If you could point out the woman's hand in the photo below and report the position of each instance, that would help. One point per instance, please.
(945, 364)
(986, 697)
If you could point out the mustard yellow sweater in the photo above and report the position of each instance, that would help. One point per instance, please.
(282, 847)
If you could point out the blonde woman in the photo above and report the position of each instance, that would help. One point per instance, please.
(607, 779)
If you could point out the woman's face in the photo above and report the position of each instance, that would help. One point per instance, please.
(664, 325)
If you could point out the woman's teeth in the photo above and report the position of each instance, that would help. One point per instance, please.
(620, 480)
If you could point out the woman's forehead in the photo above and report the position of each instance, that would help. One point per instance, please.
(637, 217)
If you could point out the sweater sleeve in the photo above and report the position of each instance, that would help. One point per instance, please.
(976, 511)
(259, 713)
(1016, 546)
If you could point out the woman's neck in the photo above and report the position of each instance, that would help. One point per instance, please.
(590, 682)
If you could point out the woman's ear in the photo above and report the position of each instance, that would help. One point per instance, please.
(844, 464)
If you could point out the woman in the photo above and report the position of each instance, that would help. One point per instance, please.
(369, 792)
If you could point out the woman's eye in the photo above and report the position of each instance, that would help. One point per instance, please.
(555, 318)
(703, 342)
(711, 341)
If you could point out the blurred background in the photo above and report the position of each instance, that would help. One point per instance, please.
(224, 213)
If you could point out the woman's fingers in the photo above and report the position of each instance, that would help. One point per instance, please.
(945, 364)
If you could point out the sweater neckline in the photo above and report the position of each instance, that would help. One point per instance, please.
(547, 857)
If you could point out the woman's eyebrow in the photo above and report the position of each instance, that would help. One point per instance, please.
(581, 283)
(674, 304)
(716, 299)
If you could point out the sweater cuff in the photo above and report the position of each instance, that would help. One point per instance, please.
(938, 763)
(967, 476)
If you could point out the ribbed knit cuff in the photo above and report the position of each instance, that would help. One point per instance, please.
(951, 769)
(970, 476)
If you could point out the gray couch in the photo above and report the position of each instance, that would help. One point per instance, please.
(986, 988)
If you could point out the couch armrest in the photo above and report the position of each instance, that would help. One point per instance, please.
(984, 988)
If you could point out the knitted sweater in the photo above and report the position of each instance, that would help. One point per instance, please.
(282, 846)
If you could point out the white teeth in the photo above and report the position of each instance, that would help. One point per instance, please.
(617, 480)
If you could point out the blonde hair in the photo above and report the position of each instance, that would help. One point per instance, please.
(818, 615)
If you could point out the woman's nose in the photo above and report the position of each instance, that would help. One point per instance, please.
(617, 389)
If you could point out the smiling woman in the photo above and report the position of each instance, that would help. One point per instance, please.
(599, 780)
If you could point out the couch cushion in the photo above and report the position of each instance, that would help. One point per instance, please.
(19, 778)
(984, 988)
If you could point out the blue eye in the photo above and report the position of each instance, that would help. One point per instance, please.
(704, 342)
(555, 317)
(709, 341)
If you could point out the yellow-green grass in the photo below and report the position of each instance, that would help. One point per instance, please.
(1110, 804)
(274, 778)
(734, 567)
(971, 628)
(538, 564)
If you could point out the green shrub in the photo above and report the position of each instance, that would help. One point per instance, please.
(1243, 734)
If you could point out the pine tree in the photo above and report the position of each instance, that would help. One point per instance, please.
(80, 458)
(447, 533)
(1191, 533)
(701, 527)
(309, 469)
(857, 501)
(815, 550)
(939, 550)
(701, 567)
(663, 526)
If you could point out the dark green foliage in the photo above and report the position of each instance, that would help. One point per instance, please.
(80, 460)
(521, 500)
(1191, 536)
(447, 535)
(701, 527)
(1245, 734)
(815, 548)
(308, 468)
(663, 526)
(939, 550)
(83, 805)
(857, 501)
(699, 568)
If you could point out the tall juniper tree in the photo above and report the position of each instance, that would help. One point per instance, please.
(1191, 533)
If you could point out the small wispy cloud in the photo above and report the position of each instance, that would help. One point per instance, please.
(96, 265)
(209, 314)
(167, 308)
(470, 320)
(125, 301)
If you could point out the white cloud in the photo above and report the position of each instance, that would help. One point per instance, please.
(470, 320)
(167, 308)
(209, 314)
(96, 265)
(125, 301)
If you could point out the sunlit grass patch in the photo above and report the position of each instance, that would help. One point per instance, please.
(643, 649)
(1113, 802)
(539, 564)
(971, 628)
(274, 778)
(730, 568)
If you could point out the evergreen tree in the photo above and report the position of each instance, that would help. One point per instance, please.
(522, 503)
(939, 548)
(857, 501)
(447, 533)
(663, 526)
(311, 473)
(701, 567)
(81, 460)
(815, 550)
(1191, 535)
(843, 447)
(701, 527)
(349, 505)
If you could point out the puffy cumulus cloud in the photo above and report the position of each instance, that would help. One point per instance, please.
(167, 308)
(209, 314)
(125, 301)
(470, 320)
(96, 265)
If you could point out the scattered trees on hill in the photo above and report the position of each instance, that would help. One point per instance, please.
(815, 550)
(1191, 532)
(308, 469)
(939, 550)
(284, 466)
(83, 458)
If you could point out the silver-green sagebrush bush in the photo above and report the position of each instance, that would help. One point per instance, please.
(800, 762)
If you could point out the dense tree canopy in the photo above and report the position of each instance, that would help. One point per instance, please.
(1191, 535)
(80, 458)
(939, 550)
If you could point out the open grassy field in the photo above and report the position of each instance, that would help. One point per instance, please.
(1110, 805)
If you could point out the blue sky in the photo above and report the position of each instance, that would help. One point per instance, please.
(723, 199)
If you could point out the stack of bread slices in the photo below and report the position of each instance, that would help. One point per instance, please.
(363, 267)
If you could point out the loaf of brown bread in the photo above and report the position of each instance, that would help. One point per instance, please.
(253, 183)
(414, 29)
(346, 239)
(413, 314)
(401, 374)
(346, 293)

### Stated task:
Copy every one of the records above word for word, from the first line to the last.

### Written answer:
If you could point out the woman's hand in the photo below and report the position of each instance, that would help. One point per instance, please.
(945, 364)
(986, 697)
If you could point out the mustard yellow sweater in the photo above and report the position of each instance, that would help. One point per instance, please.
(282, 847)
If you could point out the blonde woman in the photo above and report the position of each instance, that would help. One point per instance, please.
(607, 779)
If you could point out the woman's face in the photo above and report the position of each instance, that would help. One point per instance, please.
(664, 325)
If you could point out the woman's teeth in the photo above and report the position of each instance, that would help. One point per instance, please.
(620, 480)
If you could point out the woman's forehead in the photo above and report the position of each instance, that would help. One point per instance, please.
(637, 217)
If you could point out the sweater sleeve in the photo above and report the position of each instance, that would help. One point per instance, please.
(976, 511)
(259, 713)
(1016, 546)
If you could point out the woman's neck in the photo above and report the position of each instance, that would help. One point per instance, please.
(590, 682)
If you could point out the woman's ear in the photo above and report the position of each instance, that would help. One point per instance, please.
(844, 464)
If you could point out the woman in the photo above and report the position of each instance, that would help. One point per instance, please.
(369, 792)
If you could point out the woman's eye in the photo above and report the position of each instance, that would help. One point per instance, please.
(555, 318)
(703, 342)
(711, 341)
If you could point out the blurred background in the photo above and report the position of each instance, that would help. One point per instance, please.
(224, 213)
If you could point out the woman's fingers in the photo above and report the position of each instance, that would help. One point per instance, please.
(945, 364)
If you could point out the sweater neckline in the photo above and report the position of each instance, that would help. One point per instance, please.
(547, 857)
If you could point out the woman's eyebrow in the photo above and report the position of each instance, that would help. One point per instance, please.
(581, 283)
(674, 304)
(716, 299)
If you could point out the sweater cuff in the photo above and report the position of each instance, that would help. One point per instance, please.
(938, 763)
(967, 476)
If you could point out the ribbed knit cuff in the photo above and report the position of each instance, that would help. One point per instance, please.
(951, 769)
(970, 476)
If you could point out the gray couch in the photo above and report the position of each instance, that would help. One point per instance, please.
(986, 988)
If you could point out the couch armrest in the photo above and report the position of each instance, that would help. One point per instance, please.
(984, 988)
If you could point out the knitted sweater in the photo above and report the position of each instance, that would help. One point per instance, please.
(282, 846)
If you could point out the white teeth in the photo above and report the position of each instance, that would help. One point per instance, please.
(617, 480)
If you could point out the blonde hair in the photo above and report the position of each instance, that would help. One point per instance, please.
(818, 615)
If you could point out the woman's nose in the photo above and report the position of each instance, that would help. One point per instance, please.
(617, 389)
If you could point out the smiling woman in the photo above and report the position of each instance, that would help. One point per instance, please.
(599, 780)
If you could point out the couch cushion in the photo above and report the position of each instance, that would help. One point per instance, please.
(19, 778)
(984, 988)
If you could point out the blue eye in the photo above and report the position of each instance, that would help. One point per instance, please.
(704, 342)
(555, 317)
(709, 341)
If you could point out the yellow-green grass in the photo below and report the position of each instance, that would help. One point per instance, please.
(1110, 804)
(274, 778)
(734, 567)
(971, 628)
(538, 564)
If you could point out the green shrub in the photo above and report the position of each instance, that would help. One point per instance, please.
(1243, 734)
If you could point out the pine tree in the photo above and report the position of each instance, that would help. One point per instance, please.
(80, 458)
(447, 533)
(1191, 533)
(701, 527)
(309, 469)
(857, 501)
(815, 550)
(939, 550)
(701, 567)
(663, 526)
If you could point out the dark green foliage in the photo above and report the position of each instance, that would help. One point per instance, please.
(80, 460)
(521, 500)
(1191, 536)
(447, 535)
(701, 527)
(1245, 734)
(815, 548)
(308, 468)
(663, 526)
(939, 550)
(83, 805)
(857, 501)
(699, 568)
If you could point out the tall juniper tree in the photo above and report the position of each instance, that would help. One point per instance, please.
(1191, 533)
If you could point out the small wispy cloud in the photo above and report the position of each instance, that would help. One point per instance, please.
(96, 265)
(209, 314)
(167, 308)
(470, 320)
(125, 301)
If you could point out the white cloud in the photo above and report the position of each instance, that would help. One point per instance, please.
(470, 320)
(167, 308)
(209, 314)
(96, 265)
(125, 301)
If you could point out the sunlit grass patch in the photo above and report the position of each instance, that would help. One point per instance, please.
(643, 649)
(1113, 802)
(539, 564)
(971, 628)
(274, 778)
(730, 568)
If you could point out the evergreen tree in the photo above and report the position of each instance, that would help. One point per instance, please.
(522, 503)
(939, 548)
(857, 501)
(447, 533)
(663, 526)
(311, 473)
(701, 567)
(81, 460)
(815, 550)
(1191, 535)
(843, 447)
(701, 527)
(349, 505)
If you could point out the puffy cumulus cloud in the photo above and report the position of each instance, that would help. One point per instance, please.
(167, 308)
(209, 314)
(125, 301)
(470, 320)
(96, 265)
If you could point out the scattered trees on hill in the photo above and report the position of each instance, that would help. One point per instance, please.
(815, 550)
(1191, 532)
(308, 469)
(939, 550)
(284, 466)
(83, 458)
If you could point out the silver-green sagebrush bush in the photo above and report the position of each instance, that would help. One point per instance, please.
(800, 762)
If you could point out the dense tree canopy in the photo above and report the position of each instance, that would help. One point per instance, please.
(1191, 535)
(80, 458)
(939, 550)
If you could point out the open grassy field in the photo above and report the position of each instance, that would help. One point per instance, please.
(1110, 805)
If you could point out the blue sky in the photo above and report the position of each instance, that would help. One point per instance, please.
(723, 199)
If you could point out the stack of bread slices in the photo below and report the position of each instance, that would help. One point per instance, please.
(363, 267)
If you could point out the loaf of brown bread in the photo above and report the position of each instance, that would help. One point per instance, please.
(253, 183)
(414, 29)
(346, 239)
(413, 314)
(401, 374)
(346, 293)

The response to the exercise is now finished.